#### [Entries supplied]
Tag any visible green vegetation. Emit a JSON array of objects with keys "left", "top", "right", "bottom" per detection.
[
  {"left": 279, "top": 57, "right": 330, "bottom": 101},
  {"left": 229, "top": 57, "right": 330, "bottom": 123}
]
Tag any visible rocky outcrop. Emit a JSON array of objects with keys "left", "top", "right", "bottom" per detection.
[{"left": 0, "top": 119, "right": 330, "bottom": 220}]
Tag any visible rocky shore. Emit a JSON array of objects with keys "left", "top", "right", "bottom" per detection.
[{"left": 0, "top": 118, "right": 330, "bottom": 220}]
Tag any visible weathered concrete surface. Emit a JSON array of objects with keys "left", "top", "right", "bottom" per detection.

#### [Requirement]
Shift every bounding box in the material above by adding 103 to each of its coordinates. Write out all the lines again, requests included.

#### [Complete response]
Tag any visible green vegetation. Emit a JSON array of objects with keys "left", "top", "right", "bottom" per detection.
[
  {"left": 382, "top": 160, "right": 433, "bottom": 204},
  {"left": 332, "top": 160, "right": 433, "bottom": 226}
]
Tag any visible rocky outcrop. Emit a JSON array of objects with keys "left", "top", "right", "bottom" per detection.
[{"left": 103, "top": 222, "right": 433, "bottom": 323}]
Tag any visible rocky shore. Emit a JSON array of objects with keys "left", "top", "right", "bottom" per detection.
[{"left": 103, "top": 221, "right": 433, "bottom": 323}]
Tag any visible weathered concrete surface. Emit a JSON array of objects with keys "left", "top", "right", "bottom" per detection.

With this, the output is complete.